[WHAT IS BEING ASKED] Reproduce the entries so that every line matches the original exactly.

[INFORMATION]
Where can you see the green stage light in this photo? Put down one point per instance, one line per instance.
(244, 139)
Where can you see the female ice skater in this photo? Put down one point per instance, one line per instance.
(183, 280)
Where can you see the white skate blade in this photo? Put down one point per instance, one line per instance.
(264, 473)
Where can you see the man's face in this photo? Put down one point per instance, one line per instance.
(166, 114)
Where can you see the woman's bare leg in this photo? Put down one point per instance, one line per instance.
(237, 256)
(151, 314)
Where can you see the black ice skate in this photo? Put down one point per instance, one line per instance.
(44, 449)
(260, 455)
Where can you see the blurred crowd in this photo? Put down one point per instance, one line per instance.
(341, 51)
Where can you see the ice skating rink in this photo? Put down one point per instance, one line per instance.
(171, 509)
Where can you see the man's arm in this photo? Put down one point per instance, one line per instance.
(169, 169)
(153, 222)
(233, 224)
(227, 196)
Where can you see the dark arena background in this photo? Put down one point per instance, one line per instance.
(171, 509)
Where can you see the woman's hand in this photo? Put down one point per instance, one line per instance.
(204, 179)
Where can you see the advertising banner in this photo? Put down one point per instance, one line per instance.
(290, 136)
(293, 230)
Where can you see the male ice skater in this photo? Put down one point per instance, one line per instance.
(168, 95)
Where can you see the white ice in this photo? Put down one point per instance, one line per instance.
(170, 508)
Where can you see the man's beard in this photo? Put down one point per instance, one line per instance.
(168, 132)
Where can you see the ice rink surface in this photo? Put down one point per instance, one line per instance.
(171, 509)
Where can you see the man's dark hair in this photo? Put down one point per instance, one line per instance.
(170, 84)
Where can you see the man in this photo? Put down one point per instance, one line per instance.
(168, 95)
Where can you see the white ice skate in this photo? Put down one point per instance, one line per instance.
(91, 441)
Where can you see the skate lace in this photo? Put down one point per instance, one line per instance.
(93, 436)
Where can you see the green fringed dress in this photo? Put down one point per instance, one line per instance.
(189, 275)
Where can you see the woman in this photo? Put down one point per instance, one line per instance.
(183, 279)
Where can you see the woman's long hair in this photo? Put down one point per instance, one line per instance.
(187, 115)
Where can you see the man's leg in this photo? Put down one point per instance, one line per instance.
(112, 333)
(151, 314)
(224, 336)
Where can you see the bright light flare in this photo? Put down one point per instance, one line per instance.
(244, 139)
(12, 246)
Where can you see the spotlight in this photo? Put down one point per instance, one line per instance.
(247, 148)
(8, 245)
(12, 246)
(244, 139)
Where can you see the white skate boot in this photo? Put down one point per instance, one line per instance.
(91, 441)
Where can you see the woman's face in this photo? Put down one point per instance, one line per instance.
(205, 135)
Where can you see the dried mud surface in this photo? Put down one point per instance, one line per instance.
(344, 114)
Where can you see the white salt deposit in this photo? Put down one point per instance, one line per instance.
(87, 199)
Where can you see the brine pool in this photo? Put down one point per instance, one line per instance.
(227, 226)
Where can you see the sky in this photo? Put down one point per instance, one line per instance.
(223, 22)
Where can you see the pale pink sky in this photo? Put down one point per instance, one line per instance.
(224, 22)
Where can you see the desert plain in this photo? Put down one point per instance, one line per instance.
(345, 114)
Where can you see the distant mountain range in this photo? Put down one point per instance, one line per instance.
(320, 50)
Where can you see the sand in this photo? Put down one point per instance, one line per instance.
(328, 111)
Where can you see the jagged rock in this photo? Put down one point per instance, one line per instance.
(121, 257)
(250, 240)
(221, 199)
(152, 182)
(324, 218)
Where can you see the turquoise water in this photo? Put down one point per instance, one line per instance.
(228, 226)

[YOUR RESPONSE]
Where can you see the green stage light in this photo? Put down one point per instance, one line per instance.
(244, 139)
Where can you see the female ice skater in this photo? Put down one point per instance, one line per instance.
(183, 280)
Where can you see the white skate blade in this photo? Put down one point per instance, one line per instance.
(264, 473)
Where can you see the man's face in this photo? Put down one point per instance, one line per instance.
(166, 114)
Where can you see the woman's bare leg in this photo? Put down one point per instance, one line per instance.
(237, 256)
(151, 314)
Where can you see the black ice skate in this photo? Put down one point per instance, one line per instance.
(44, 449)
(260, 455)
Where can you see the blurred crowd in this photo? Put down one point per instance, one line per instance.
(341, 51)
Where can you see the ice skating rink in this photo? Put down one point per instance, one line per instance.
(171, 509)
Where can you see the man's arm in this photo? Put down one point per instance, one line per instance.
(169, 169)
(153, 222)
(233, 224)
(227, 196)
Where can you see the dark arena background in this photo? Put down one point per instance, one line per instance.
(171, 509)
Where can you see the woman's hand in this photo? Put down one point per instance, one line per instance.
(204, 179)
Where can you see the advertising banner in this photo? Put down one point per instance, one line per instance.
(290, 136)
(293, 230)
Where can you see the male ice skater in this photo? Put down one point per instance, one line per instance.
(168, 95)
Where can you see the white ice in this photo? Put down one point per instance, one line per instance.
(170, 508)
Where can you see the man's beard in this photo? Put down one point per instance, one line per instance.
(168, 132)
Where can you see the ice rink surface in this photo? Put down one point per instance, one line per instance.
(171, 509)
Where can you see the man's dark hair in this photo? Put down one point per instance, one line per instance.
(170, 84)
Where can you see the man in this photo? Put down one point per instance, one line per instance.
(168, 95)
Where can you see the white ice skate in this photo? Put down one point per instance, one line per instance.
(91, 441)
Where can you see the skate lace in this photo? Put down one point per instance, one line per instance.
(93, 436)
Where can you see the green fringed dress in this photo? Put down one point per instance, one line per instance.
(189, 275)
Where can you see the woman in this photo? Put down one point per instance, one line per instance.
(183, 279)
Where can you see the woman's long hair in this photo? Put down one point per instance, one line per instance.
(187, 115)
Where can you see the man's leg in this photo? Put down one point per instance, one line per instance.
(112, 333)
(151, 314)
(224, 336)
Where can you see the bright light flare in this photo? Put down one point per instance, one line per instance.
(244, 139)
(12, 246)
Where can you see the spotlight in this photo? Put down one point per instance, one line per instance.
(247, 148)
(8, 245)
(12, 246)
(244, 139)
Where can you see the white skate boot in this photo? Put down one point per instance, one line per instance.
(91, 441)
Where can you see the woman's face in this photo? Put down one point per instance, one line per instance.
(205, 135)
Where can you see the dried mud surface in this photo? Put down one point per instance, one line per instance.
(344, 114)
Where can you see the white salt deposit in this photo? Put down one point per instance, one line per instance.
(87, 199)
Where can you see the brine pool in this photo? Put down one point per instance, one line per instance.
(227, 226)
Where can you see the sky in this photo? Put down one point per instance, one line per instance.
(223, 22)
Where can you see the pale pink sky in this photo? Put down one point per instance, one line per instance.
(224, 22)
Where can you see the desert plain in this photo? Put down one point per instance, one line per instance.
(345, 114)
Where can you see the distant mountain range in this photo? Put down one point per instance, one line per instance.
(320, 50)
Where can you see the sand in this photo? Put down one point per instance, one line per instance.
(328, 111)
Where can you see the jagged rock in this photo? Put down one point per instance, one line per instance.
(121, 257)
(250, 240)
(221, 199)
(152, 182)
(324, 218)
Where can you see the turquoise water in this photo? Put down one point per instance, one line per instance.
(228, 226)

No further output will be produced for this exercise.